--- Start of Input data ---

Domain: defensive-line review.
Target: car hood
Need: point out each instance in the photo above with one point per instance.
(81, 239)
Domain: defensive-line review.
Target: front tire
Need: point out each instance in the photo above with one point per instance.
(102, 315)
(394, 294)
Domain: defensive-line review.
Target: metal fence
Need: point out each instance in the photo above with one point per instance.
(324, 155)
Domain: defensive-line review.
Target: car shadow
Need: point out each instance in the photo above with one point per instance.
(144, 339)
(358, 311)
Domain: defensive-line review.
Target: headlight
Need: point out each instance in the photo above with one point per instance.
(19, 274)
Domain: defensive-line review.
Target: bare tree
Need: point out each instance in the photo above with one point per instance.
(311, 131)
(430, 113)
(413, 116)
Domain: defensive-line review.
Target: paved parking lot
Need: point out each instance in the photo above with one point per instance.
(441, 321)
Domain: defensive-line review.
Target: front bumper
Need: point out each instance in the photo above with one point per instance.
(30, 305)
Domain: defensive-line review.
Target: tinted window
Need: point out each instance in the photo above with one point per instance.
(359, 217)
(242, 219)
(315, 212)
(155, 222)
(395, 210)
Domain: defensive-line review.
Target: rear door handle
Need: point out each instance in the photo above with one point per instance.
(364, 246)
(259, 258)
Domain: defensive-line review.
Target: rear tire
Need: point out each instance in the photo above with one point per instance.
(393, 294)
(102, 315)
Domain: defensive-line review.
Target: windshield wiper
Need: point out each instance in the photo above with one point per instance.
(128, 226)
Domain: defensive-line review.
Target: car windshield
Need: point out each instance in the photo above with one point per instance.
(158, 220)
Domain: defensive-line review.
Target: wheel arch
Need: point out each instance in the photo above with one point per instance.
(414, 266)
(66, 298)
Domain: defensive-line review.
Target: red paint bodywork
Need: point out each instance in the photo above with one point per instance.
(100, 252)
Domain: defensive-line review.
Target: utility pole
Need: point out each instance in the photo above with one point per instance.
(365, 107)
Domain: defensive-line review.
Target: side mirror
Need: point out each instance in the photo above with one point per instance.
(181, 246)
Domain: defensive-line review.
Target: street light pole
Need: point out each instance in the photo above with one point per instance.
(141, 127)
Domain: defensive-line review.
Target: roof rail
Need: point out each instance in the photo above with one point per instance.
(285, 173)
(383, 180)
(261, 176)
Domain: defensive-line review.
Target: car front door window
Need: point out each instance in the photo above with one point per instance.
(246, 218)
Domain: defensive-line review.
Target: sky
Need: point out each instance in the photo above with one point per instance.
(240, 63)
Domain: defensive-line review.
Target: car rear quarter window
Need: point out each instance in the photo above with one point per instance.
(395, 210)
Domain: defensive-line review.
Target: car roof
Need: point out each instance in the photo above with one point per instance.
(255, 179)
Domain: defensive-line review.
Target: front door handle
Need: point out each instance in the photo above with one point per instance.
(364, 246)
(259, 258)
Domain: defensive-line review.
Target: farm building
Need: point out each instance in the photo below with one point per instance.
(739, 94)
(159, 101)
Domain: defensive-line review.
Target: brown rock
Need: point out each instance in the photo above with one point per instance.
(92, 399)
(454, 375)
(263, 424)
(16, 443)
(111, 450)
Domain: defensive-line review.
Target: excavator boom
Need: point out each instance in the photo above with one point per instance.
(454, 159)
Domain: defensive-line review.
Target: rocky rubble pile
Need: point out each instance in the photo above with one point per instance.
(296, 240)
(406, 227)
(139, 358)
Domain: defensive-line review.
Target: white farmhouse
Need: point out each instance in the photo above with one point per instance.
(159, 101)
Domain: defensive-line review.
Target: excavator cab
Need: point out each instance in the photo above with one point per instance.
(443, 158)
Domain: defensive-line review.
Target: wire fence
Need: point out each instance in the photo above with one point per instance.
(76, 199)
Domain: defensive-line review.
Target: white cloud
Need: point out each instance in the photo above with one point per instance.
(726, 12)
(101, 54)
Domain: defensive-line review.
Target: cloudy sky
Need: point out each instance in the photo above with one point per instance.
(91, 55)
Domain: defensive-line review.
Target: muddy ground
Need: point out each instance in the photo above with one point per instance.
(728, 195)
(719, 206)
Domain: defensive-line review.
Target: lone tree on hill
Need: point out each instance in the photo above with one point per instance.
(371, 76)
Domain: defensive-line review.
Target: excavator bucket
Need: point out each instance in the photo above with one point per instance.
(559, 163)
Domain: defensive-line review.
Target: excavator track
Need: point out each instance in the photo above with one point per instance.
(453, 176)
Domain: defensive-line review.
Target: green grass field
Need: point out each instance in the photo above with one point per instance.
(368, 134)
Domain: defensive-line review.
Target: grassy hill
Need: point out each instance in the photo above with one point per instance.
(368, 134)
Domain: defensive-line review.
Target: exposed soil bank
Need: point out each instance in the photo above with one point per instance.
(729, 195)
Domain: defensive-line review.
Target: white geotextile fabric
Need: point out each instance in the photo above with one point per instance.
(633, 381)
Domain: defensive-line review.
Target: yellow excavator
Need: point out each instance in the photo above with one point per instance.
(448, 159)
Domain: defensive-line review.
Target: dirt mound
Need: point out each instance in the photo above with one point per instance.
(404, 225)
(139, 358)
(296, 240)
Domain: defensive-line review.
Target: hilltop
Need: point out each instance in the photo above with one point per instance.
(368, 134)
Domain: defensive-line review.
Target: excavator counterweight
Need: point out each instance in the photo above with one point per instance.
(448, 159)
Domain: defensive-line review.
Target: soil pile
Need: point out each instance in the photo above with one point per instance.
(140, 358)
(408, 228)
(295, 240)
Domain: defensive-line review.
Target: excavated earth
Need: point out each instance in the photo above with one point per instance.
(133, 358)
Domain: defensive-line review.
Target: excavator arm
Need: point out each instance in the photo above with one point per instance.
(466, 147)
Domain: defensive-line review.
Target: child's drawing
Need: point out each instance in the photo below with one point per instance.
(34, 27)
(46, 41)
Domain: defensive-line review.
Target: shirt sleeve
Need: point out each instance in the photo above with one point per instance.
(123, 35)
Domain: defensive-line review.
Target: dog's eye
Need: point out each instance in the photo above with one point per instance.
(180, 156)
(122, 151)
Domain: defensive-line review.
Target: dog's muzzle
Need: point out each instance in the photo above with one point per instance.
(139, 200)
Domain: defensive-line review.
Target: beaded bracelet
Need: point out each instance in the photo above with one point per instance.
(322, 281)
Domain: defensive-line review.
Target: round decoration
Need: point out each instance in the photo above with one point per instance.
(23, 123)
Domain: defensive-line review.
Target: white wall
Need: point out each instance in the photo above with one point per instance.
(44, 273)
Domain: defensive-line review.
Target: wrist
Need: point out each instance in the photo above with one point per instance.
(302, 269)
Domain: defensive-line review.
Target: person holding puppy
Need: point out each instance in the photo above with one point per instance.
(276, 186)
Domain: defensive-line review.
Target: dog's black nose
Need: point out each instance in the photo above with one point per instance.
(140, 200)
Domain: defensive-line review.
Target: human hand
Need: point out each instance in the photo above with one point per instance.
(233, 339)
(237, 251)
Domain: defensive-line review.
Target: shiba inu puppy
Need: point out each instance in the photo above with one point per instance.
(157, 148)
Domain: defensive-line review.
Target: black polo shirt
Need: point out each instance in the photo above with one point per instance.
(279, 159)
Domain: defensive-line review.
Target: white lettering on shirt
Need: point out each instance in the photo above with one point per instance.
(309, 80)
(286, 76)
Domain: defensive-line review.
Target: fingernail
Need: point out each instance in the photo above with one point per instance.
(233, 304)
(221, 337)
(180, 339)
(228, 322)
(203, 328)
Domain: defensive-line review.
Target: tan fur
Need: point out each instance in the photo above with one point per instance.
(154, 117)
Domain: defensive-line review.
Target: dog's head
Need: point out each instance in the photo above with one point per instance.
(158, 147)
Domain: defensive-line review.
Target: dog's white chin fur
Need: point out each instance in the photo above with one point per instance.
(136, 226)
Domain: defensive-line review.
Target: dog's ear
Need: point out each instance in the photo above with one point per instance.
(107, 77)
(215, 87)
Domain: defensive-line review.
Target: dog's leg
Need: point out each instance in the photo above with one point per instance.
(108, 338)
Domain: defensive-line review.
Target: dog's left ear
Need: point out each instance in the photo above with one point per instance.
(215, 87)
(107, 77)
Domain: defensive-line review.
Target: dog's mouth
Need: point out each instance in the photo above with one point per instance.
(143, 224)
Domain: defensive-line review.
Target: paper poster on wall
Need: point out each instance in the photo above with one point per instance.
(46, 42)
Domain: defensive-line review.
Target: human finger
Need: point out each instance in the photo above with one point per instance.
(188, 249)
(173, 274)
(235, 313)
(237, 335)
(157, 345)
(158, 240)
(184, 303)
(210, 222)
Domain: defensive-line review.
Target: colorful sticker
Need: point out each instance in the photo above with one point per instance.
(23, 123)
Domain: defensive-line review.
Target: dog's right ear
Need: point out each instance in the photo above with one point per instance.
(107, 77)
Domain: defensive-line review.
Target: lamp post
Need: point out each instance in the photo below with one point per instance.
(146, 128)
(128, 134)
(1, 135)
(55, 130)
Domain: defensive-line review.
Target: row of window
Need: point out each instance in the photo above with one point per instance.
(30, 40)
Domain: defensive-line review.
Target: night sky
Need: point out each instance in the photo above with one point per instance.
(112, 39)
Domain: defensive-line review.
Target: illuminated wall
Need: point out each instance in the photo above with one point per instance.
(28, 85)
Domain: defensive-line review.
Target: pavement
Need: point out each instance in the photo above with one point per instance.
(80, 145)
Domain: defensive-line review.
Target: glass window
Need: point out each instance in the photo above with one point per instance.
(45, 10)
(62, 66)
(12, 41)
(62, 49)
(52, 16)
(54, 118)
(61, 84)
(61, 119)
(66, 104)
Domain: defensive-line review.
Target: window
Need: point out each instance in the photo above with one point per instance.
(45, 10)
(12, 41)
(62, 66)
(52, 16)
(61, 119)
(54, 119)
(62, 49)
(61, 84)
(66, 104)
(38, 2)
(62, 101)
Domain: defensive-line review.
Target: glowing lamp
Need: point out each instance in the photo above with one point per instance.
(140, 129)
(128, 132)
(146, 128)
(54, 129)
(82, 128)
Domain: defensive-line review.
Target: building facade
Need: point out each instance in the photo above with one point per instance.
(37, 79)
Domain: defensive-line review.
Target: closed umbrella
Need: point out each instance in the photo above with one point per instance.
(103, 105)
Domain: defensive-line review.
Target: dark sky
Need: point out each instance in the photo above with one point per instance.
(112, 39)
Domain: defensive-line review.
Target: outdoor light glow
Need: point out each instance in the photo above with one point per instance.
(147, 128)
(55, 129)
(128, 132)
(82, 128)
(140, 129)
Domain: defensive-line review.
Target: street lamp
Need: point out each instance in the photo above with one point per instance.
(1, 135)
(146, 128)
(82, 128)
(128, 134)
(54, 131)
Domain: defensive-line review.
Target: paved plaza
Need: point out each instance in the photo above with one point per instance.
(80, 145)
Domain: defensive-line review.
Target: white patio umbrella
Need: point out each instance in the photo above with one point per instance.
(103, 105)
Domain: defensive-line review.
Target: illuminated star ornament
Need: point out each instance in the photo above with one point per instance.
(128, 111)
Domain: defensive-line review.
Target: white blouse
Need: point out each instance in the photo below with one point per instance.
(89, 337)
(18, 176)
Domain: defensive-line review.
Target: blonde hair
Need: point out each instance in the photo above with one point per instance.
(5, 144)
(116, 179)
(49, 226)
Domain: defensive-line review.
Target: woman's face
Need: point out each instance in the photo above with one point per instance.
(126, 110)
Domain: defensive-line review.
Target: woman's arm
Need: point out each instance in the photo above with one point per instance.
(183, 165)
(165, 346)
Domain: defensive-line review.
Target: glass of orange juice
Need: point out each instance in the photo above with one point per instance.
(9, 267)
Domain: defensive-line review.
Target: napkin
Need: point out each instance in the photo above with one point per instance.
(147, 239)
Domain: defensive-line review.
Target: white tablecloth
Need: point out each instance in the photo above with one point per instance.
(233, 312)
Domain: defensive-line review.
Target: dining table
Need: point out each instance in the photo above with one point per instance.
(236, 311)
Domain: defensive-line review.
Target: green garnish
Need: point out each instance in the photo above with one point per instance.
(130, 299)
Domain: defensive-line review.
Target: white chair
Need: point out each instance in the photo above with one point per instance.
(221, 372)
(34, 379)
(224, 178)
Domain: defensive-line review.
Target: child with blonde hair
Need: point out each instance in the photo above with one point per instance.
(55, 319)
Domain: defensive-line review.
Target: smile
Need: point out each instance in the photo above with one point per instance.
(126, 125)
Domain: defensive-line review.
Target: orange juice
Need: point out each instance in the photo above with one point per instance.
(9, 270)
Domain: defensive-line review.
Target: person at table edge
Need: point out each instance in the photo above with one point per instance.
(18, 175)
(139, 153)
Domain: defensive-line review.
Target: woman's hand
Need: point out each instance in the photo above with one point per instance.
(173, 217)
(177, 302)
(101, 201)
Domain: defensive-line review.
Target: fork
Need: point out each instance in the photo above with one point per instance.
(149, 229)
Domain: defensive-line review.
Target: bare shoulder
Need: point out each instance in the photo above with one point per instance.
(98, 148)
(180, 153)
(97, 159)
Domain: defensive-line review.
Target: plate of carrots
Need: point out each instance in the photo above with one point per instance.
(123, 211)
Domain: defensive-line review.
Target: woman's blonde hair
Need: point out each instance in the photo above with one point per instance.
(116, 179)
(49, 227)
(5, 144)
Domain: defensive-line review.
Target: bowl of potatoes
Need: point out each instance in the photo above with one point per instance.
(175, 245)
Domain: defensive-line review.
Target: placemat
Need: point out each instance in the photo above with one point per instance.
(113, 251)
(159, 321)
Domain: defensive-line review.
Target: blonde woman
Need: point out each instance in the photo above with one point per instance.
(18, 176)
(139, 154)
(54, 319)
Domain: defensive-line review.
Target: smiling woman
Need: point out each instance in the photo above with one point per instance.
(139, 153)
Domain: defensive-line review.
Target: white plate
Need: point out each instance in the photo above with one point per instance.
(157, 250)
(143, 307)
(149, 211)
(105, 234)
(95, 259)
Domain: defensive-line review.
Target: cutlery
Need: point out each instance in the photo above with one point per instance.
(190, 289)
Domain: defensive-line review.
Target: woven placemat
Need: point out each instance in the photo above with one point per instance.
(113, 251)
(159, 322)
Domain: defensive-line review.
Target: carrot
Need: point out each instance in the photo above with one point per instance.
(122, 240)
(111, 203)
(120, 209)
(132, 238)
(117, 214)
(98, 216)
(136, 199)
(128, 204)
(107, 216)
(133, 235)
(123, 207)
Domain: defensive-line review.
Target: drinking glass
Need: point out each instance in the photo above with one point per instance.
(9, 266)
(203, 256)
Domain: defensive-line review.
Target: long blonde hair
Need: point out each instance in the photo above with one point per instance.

--- End of Input data ---

Work to complete: How many lines in the items above contain the word "black"? Case matters. Give only the number.

Response: 2